↓↓↓

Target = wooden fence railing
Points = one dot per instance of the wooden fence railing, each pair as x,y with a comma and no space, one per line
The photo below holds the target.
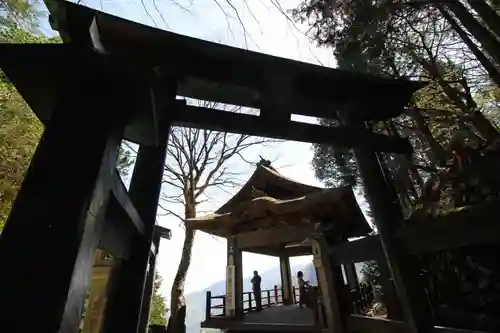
361,298
216,305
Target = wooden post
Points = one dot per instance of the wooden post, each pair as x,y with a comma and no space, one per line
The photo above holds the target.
250,302
149,286
327,282
48,243
388,218
235,258
128,277
208,305
286,279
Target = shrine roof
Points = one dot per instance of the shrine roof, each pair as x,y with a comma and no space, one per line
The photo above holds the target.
297,204
267,182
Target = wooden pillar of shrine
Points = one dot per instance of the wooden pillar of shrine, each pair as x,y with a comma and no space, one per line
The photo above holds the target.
388,218
128,278
149,286
48,243
329,281
96,302
351,276
234,279
286,280
129,275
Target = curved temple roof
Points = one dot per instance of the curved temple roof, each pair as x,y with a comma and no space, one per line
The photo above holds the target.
270,200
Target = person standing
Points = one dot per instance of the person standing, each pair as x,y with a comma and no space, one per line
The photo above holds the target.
256,281
302,289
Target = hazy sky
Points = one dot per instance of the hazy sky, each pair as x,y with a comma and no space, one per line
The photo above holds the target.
268,31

↑↑↑

■ Exercise aim ■
Return every line of the data above in which "curved" appears.

■ Result for this task ■
Target = curved temple roof
Points = one dot per instance of the curved temple roof, each pair as x,y with a comma and no space, one per line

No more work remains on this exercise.